Give back all the entries below. Omit none of them.

▸ **DATA FOR ANALYSIS**
━━━

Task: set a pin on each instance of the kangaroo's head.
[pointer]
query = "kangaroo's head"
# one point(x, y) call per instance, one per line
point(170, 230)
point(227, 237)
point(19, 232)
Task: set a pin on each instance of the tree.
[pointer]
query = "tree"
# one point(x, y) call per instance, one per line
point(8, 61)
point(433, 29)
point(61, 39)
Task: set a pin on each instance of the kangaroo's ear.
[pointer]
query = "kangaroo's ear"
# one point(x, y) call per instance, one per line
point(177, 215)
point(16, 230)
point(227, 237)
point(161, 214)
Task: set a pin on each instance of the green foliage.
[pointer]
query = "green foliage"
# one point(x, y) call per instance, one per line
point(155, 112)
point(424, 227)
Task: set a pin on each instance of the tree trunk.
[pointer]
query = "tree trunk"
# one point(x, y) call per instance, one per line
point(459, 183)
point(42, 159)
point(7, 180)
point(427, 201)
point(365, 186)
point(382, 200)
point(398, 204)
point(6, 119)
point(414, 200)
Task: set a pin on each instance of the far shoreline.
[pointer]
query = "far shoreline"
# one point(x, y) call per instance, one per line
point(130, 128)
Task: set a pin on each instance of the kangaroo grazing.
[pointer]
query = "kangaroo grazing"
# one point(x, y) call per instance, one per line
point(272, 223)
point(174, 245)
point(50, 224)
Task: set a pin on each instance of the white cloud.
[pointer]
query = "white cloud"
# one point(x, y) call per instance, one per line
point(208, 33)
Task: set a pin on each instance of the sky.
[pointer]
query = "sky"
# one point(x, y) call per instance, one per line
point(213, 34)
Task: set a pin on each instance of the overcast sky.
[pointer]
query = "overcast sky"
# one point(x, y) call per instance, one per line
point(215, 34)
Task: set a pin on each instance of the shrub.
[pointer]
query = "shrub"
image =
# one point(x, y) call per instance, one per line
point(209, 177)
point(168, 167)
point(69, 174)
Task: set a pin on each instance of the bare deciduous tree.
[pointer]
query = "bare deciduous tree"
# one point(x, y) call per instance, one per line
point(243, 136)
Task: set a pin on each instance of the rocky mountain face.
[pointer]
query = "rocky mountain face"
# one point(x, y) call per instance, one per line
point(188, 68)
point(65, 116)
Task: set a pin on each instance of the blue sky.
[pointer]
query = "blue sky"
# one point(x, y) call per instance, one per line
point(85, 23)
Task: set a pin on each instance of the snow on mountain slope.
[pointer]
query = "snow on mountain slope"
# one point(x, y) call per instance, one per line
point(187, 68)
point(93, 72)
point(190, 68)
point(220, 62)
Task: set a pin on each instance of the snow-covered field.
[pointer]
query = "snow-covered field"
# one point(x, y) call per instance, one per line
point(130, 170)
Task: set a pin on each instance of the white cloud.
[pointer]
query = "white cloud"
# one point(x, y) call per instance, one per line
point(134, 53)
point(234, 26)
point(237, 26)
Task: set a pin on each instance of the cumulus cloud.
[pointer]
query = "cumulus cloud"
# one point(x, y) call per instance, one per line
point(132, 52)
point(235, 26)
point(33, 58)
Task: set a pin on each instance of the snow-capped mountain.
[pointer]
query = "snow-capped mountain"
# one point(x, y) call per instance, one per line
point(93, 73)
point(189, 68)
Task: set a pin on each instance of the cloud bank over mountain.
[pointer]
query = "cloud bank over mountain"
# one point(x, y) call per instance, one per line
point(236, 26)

━━━

▸ **SOLUTION TO THIS TASK**
Task: set a pin on each instance of the kangaroo's head.
[pointer]
query = "kangaroo's head"
# one point(x, y) call per instance, one per line
point(170, 230)
point(227, 237)
point(19, 232)
Task: set a pin on each instance of the tree.
[pointer]
query = "tree"
# one point(x, y) call per instance, one per line
point(8, 61)
point(433, 29)
point(61, 39)
Task: set a pin on each instance of the kangaroo's ear.
[pointer]
query = "kangaroo's ear"
# one point(x, y) call per instance, one per line
point(177, 215)
point(16, 230)
point(227, 237)
point(161, 214)
Task: set a pin on each instance of the green foliage.
[pointer]
query = "green foliage"
# one point(x, y) call per instance, one per line
point(155, 112)
point(424, 227)
Task: set a pin on each instance of the tree trunk.
[pointer]
query = "tree trunk"
# one point(x, y) call per instance, one per line
point(459, 183)
point(42, 159)
point(7, 180)
point(427, 201)
point(365, 186)
point(382, 200)
point(398, 204)
point(6, 119)
point(414, 200)
Task: set a pin on each instance of the far shoreline.
[pointer]
query = "far shoreline"
# one point(x, y) call per instance, one per line
point(130, 128)
Task: set a pin on each instance of the kangaroo grazing.
[pointer]
query = "kangaroo grazing"
# one point(x, y) call per instance, one per line
point(272, 223)
point(174, 245)
point(50, 224)
Task: set a pin on each instance of the white cloud.
[pointer]
query = "white cloud"
# one point(x, y) call per instance, one per line
point(208, 33)
Task: set a pin on each instance of the sky.
[pointer]
query = "sky"
# one point(x, y) call per instance, one per line
point(213, 34)
Task: set a pin on each instance of the overcast sky.
[pointer]
query = "overcast sky"
# one point(x, y) call per instance, one per line
point(215, 34)
Task: set a pin on each instance of the shrub.
[pointer]
query = "shrub"
image =
# one point(x, y) call per instance, one per line
point(209, 177)
point(168, 167)
point(69, 174)
Task: set a pin on each instance of the bare deciduous tree.
[pointer]
query = "bare deciduous tree"
# one point(x, y) call per instance, one per line
point(243, 136)
Task: set a pin on each instance of the rocky mountain face.
[pointer]
query = "rocky mountain face"
# one point(x, y) call per instance, one per line
point(188, 68)
point(65, 116)
Task: set a pin on each instance of the blue sky.
[pointer]
query = "blue sky"
# one point(x, y) call per instance, one per line
point(85, 23)
Task: set a pin on each instance of the snow on mountain slope.
[pointer]
query = "snow on mountain slope"
# one point(x, y) call per instance, one per line
point(187, 68)
point(93, 72)
point(190, 68)
point(220, 62)
Task: set a pin on each instance of the snow-covered field.
[pointer]
query = "snow-covered field"
# one point(x, y) call per instance, one per line
point(130, 170)
Task: set a pin on each instance of the white cloud.
[pointer]
query = "white cloud"
# one point(x, y) call per instance, one per line
point(134, 53)
point(234, 26)
point(237, 26)
Task: set a pin on each instance of the cumulus cloud.
[pointer]
query = "cumulus cloud"
# one point(x, y) call per instance, one per line
point(132, 52)
point(235, 26)
point(33, 58)
Task: set a pin on each instance of the snow-capped mountain.
[pointer]
query = "snow-capped mountain"
# one point(x, y) call per instance, one per line
point(93, 73)
point(189, 68)
Task: set a pin on each instance of the cloud bank over mountain.
[pointer]
query = "cloud bank over mountain"
# one point(x, y) call per instance, one per line
point(236, 26)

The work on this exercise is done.